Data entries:
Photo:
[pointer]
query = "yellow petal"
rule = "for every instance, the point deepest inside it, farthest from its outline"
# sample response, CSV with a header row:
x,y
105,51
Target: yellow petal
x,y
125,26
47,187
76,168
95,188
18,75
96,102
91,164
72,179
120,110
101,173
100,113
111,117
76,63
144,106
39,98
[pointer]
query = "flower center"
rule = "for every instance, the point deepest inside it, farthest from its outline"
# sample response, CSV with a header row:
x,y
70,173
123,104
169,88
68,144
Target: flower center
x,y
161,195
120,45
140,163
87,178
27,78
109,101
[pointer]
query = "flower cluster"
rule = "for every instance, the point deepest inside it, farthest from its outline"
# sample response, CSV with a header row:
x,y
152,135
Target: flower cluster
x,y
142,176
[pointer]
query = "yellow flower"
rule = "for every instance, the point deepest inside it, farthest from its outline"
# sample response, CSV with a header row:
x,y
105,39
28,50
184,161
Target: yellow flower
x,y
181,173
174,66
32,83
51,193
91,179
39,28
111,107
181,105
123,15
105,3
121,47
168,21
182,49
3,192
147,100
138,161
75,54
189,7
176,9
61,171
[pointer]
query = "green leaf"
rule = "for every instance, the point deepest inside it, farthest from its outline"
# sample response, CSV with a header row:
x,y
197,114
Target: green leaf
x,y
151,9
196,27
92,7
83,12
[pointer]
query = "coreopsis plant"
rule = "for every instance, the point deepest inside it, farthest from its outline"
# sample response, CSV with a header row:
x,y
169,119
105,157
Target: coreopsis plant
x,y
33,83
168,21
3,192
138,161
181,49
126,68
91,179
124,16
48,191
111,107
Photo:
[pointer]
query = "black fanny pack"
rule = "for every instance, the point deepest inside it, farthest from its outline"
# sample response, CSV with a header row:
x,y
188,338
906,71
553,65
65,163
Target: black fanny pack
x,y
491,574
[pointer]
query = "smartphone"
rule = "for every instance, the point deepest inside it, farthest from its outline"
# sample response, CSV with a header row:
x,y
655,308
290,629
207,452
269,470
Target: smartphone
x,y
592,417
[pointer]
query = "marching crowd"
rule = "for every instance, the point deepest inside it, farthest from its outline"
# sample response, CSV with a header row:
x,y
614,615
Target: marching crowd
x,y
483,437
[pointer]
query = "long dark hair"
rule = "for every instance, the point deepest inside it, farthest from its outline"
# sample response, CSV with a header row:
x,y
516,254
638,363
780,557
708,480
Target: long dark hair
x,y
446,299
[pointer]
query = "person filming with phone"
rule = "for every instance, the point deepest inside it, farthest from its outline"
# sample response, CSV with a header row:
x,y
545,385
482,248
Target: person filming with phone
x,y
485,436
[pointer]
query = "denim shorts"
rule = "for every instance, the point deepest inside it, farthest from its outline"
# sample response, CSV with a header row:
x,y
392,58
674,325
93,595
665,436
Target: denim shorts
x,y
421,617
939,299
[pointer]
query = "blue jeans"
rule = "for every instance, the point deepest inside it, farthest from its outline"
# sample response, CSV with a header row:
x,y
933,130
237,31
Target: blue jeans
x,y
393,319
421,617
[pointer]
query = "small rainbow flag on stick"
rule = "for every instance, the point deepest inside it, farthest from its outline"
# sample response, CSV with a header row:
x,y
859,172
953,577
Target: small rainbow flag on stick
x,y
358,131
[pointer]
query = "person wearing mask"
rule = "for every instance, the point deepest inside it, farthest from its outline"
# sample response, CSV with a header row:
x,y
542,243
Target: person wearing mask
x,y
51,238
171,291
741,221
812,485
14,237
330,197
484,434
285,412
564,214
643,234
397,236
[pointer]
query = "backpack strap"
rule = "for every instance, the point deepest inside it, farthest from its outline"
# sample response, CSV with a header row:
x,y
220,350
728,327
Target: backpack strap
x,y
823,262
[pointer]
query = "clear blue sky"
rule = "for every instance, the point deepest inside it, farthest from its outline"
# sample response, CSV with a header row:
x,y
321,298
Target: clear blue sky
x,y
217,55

**ACTIVITY:**
Once the records are read, print each of them exactly as written.

**TASK SOLUTION:**
Photo:
[pointer]
query = "yellow petal"
rule = "for every instance, the point deepest inside it, farthest from its outline"
# sample response, CSV with a header row:
x,y
105,51
Target: yellow petal
x,y
125,26
47,187
76,168
95,188
18,75
96,102
91,164
72,179
120,110
101,173
100,113
111,117
76,63
144,106
39,98
[pointer]
query = "flower center"
rule = "for every instance, the point deepest inside it, farthest from its outline"
# sample response, CSV with a header row:
x,y
70,173
123,104
169,88
68,144
Target: flower center
x,y
161,195
120,45
140,163
87,178
27,78
109,101
[pointer]
query = "flower cluster"
rule = "for every instance, the point deepest inside it, farthest from its outline"
# sample response, CSV with a header row:
x,y
152,135
Target: flower cluster
x,y
142,176
[pointer]
query = "yellow flower"
rule = "for every instance, the point deepest inside it, farthest from its outline"
# sample response, CSV with a header row:
x,y
105,39
28,50
184,161
Target: yellow flower
x,y
181,173
174,66
32,83
51,193
91,179
39,28
111,107
181,105
123,15
105,3
121,47
168,21
182,49
3,192
147,100
138,161
75,54
189,7
176,9
61,171
[pointer]
query = "green leaf"
rule = "for every instance, the point deepest inside it, farthest from its outline"
# sample response, CSV with a header row:
x,y
197,114
Target: green leaf
x,y
151,9
196,27
92,7
83,12
[pointer]
query = "coreopsis plant"
rule = "for every instance, the point deepest inside it, farthest from its outline"
# sample response, CSV with a header row:
x,y
169,119
105,157
Target: coreopsis plant
x,y
33,83
168,21
3,192
138,161
181,49
126,68
91,179
124,16
48,191
111,107
Photo:
[pointer]
query = "black fanny pack"
rule = "for every instance, the point deepest inside it, farthest from its outline"
# sample response, CSV with a header row:
x,y
188,338
906,71
553,65
65,163
Target: black fanny pack
x,y
491,574
[pointer]
query = "smartphone"
rule = "for every instance, the point deepest inside it, farthest from its outline"
# sample response, CSV with a header row:
x,y
655,308
290,629
207,452
269,470
Target: smartphone
x,y
592,417
[pointer]
query = "marching crowd"
rule = "for every instance, the point deepest inside it, farthest from its outline"
# sample response, CSV with a header row:
x,y
614,615
Target: marching crowd
x,y
483,437
[pointer]
query = "long dark hair"
rule = "for every instance, the point deepest inside it, farthest from its outline"
# sample response, CSV with a header row:
x,y
516,254
638,363
780,557
708,480
Target: long dark hair
x,y
446,299
[pointer]
query = "person filming with phone"
rule = "for every instance, the point deepest inside it, farthest from its outline"
# sample response, CSV with a header row:
x,y
545,385
482,248
Target: person filming with phone
x,y
485,436
[pointer]
query = "denim shorts"
rule = "for every instance, the point deepest inside it, farthest from its outline"
# sample response, CSV with a header row:
x,y
392,58
674,325
93,595
665,436
Target: denim shorts
x,y
421,617
939,299
[pointer]
query = "blue jeans"
rule = "for every instance, the point deepest inside it, farthest from its outline"
# sample response, CSV with a header row:
x,y
933,130
237,31
Target: blue jeans
x,y
393,319
421,617
[pointer]
query = "small rainbow flag on stick"
rule = "for every instance, the point deepest inside it, farthest from its outline"
# sample response, CSV with a header row:
x,y
859,172
953,577
Target: small rainbow flag on stick
x,y
358,131
[pointer]
query = "person wearing mask"
rule = "for every instance, the point deepest inside it, farthest from its outline"
# sample response, CSV with a header row:
x,y
542,243
Target: person wearing mask
x,y
51,238
171,291
741,221
812,485
14,237
330,197
484,434
285,412
564,214
643,234
397,236
[pointer]
query = "backpack strap"
rule = "for every instance, the point deepest inside it, farthest from its outline"
# sample response, CSV with a header row:
x,y
220,350
728,327
Target: backpack strap
x,y
823,262
[pointer]
query = "clear blue sky"
rule = "for every instance, the point deepest inside it, farthest from its outline"
# sample response, CSV with a header row:
x,y
321,298
Target: clear blue sky
x,y
217,55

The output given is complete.